— begin —

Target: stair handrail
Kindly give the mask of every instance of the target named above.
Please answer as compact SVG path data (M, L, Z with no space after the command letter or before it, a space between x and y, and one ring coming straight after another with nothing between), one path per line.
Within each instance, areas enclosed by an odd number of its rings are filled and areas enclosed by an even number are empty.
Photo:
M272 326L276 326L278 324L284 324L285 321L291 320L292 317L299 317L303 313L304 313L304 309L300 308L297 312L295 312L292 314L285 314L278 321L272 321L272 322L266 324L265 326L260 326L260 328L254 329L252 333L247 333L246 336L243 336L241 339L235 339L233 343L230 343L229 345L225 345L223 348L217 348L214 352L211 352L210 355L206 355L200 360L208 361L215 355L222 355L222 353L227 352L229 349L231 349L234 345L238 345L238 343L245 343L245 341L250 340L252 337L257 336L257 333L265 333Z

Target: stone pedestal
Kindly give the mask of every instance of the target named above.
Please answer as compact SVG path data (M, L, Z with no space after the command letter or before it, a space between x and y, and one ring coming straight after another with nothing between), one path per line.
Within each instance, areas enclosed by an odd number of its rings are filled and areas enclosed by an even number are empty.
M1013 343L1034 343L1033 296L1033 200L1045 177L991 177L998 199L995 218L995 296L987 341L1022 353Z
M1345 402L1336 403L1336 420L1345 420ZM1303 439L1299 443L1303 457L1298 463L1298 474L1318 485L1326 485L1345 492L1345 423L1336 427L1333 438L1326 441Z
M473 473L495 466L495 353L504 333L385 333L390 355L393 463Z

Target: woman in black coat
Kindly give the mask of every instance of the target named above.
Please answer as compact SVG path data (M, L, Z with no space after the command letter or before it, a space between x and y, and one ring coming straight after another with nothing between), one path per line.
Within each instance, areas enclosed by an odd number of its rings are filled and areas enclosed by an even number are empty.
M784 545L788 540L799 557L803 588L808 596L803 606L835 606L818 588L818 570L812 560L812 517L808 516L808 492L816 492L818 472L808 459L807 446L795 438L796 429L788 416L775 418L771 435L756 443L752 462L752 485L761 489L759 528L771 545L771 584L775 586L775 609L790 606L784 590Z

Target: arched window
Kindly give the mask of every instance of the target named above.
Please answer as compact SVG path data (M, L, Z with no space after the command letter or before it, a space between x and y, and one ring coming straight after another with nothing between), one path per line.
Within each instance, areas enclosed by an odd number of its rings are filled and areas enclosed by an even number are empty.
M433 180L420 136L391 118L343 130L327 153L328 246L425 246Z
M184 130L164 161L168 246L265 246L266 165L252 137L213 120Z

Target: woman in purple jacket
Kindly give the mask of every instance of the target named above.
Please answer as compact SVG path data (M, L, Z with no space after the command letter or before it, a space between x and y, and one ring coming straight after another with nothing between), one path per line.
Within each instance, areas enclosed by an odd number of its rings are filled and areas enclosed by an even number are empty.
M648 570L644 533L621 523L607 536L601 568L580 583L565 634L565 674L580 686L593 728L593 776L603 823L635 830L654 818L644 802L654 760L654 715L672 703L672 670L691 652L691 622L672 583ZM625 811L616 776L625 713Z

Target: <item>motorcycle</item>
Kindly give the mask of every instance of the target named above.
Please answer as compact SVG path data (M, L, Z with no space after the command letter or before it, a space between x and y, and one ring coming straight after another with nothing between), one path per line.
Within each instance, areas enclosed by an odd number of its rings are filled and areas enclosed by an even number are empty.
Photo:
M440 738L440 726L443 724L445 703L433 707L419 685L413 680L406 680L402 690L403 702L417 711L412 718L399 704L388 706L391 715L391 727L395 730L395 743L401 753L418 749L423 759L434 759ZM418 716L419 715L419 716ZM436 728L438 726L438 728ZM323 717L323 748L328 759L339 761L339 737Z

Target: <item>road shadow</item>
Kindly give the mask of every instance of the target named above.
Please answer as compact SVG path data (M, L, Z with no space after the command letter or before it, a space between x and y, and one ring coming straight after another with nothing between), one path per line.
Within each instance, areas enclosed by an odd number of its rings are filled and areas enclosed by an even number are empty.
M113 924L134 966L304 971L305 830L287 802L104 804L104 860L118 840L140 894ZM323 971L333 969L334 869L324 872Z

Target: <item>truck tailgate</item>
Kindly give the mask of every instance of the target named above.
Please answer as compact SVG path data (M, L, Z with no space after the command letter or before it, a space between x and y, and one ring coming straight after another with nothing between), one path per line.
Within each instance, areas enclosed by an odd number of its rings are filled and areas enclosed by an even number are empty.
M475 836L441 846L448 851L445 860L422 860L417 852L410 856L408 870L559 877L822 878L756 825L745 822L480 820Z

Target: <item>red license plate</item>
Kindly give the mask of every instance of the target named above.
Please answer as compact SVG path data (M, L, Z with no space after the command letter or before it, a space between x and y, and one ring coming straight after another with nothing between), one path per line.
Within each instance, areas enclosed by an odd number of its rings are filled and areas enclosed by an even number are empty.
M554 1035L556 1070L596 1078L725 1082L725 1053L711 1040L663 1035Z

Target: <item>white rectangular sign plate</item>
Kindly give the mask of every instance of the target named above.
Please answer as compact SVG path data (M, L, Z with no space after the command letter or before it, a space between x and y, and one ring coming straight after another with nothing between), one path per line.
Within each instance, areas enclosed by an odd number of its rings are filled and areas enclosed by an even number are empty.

— end —

### Written exercise
Reproduce all of the items above, word for word, with nothing added or changed.

### Answer for the task
Target: stair handrail
Kindly give the mask of every instance of the target named above.
Please answer as compact SVG path data (M, L, Z with no space after the command letter or before it, a space between x and y, and one ring coming straight after another with nothing between), one path per line.
Within each instance, areas enclosed by an odd number of its rings are filled and areas enclosed by an even number are empty.
Photo:
M272 326L276 326L278 324L284 324L285 321L291 320L292 317L299 317L303 313L304 313L304 309L300 308L297 312L295 312L292 314L285 314L278 321L272 321L272 322L266 324L265 326L260 326L260 328L254 329L252 333L247 333L246 336L243 336L241 339L235 339L233 343L230 343L229 345L225 345L223 348L217 348L214 352L211 352L210 355L206 355L200 360L208 361L215 355L222 355L222 353L227 352L229 349L231 349L234 345L238 345L238 343L245 343L245 341L250 340L252 337L257 336L257 333L265 333Z

Target: stone pedestal
Kindly give the mask of every instance of the target named above.
Please answer as compact SVG path data (M, L, Z with no space after the command letter or before it, a space between x and y, and one ring coming straight after another with nothing between), one path per line.
Within each instance, areas enclosed by an odd number of its rings are filled and areas enclosed by an even number are empty.
M1013 343L1034 343L1033 296L1033 200L1045 177L991 177L998 199L995 218L995 296L987 341L1022 353Z
M1345 402L1336 403L1336 420L1345 420ZM1303 439L1299 443L1303 457L1298 463L1298 474L1318 485L1326 485L1345 492L1345 423L1336 427L1333 438L1326 441Z
M473 473L495 466L495 353L504 333L385 333L390 355L393 463Z

Target: woman in black coat
Kindly give the mask of every instance of the target named above.
Please answer as compact SVG path data (M, L, Z with no space after the command letter or before it, a space between x and y, and one ring coming straight after another with nothing between), one path per line.
Within each instance, areas enclosed by an odd number of its rings are filled and areas enclosed by an even number are empty.
M784 545L788 540L799 557L803 588L808 596L803 606L835 606L818 588L818 570L812 560L812 517L808 516L808 492L816 492L818 472L808 459L807 446L795 438L796 429L788 416L775 418L771 435L756 443L752 462L752 485L761 489L759 528L771 545L771 584L775 586L775 609L790 606L784 590Z

Target: arched window
Kindly give the mask of every instance of the target named above.
Please answer as compact SVG path data (M, L, Z with no space after the command letter or before it, a space between x and y, and one ring coming straight after another with nothing between), one path per line.
Within each instance, areas enclosed by an odd number of its rings are filled and areas enclosed by an even number are empty.
M433 180L420 136L391 118L343 130L327 153L328 246L425 246Z
M184 130L164 161L168 246L265 246L266 165L252 137L213 120Z

Target: woman in purple jacket
Kindly give the mask of every instance of the target named above.
Please answer as compact SVG path data (M, L, Z with no space after the command letter or before it, a space between x and y, and one ring coming straight after another with nothing between), one path per line.
Within each instance, areas enclosed by an odd number of its rings are filled and areas enclosed by an even number are empty.
M648 570L644 533L621 523L607 536L601 568L580 583L565 634L565 674L580 686L593 728L593 776L603 823L635 830L654 818L644 802L654 760L654 715L672 703L672 670L691 652L691 622L672 583ZM625 811L616 776L625 713Z

Target: <item>motorcycle</item>
Kindly give the mask of every instance of the target named above.
Please answer as compact SVG path data (M, L, Z with no space after the command letter or before it, a space between x and y, and one ring coming straight after another with nothing between), one path per line.
Within each instance, areas enclosed by an odd number of its rings are filled and areas enclosed by an even number are empty.
Photo:
M440 738L440 726L443 724L445 703L433 707L419 685L413 680L406 680L402 690L403 702L417 711L412 718L399 704L388 706L391 715L391 727L395 730L395 743L401 753L418 749L423 759L434 759ZM418 716L419 715L419 716ZM436 728L438 726L438 728ZM323 717L323 748L328 759L339 761L339 737Z

Target: <item>road shadow</item>
Kindly give the mask of every instance of the target named above.
Please answer as compact SVG path data (M, L, Z with no space after the command letter or before it, a space between x and y, and one ring coming straight after another with nothing between), one path per line.
Within each instance, areas enclosed by an odd number of its rings are filled and areas enclosed by an even number are empty.
M113 924L134 966L304 971L305 830L287 802L104 804L104 860L118 840L140 894ZM323 971L333 969L334 869L324 872Z

Target: <item>truck tailgate</item>
Kindly give the mask of every instance of the target named above.
Please answer as compact SVG path data (M, L, Z with no space after the command letter or before it, a space between x and y, and one ring coming straight after another with nothing between), one path per line.
Within each instance, areas enclosed by an odd number of its rings are filled and areas enclosed by an even number are empty.
M475 836L441 846L448 851L445 860L422 860L417 852L410 856L408 870L559 877L822 878L756 825L745 822L480 820Z

Target: <item>red license plate</item>
Kindly give the mask of every instance of the target named above.
Please answer as compact SVG path data (M, L, Z with no space after the command letter or before it, a space between x and y, and one ring coming straight after another with nothing between), one path per line.
Within each instance, areas enclosed by an odd number of its rings are filled and areas enclosed by an even number are empty.
M554 1035L556 1070L596 1078L725 1082L725 1053L711 1040L663 1035Z

Target: <item>white rectangular sign plate</item>
Kindly give the mask of every instance of the target named above.
Please answer as compact SVG path data (M, L, Z with no space after the command letter or before it, a space between x and y, and one ring coming straight after another with nothing between), one path per line.
Within each instance, areas enclosed by an odd number of its rings are filled and areas enclosed by an even number are empty.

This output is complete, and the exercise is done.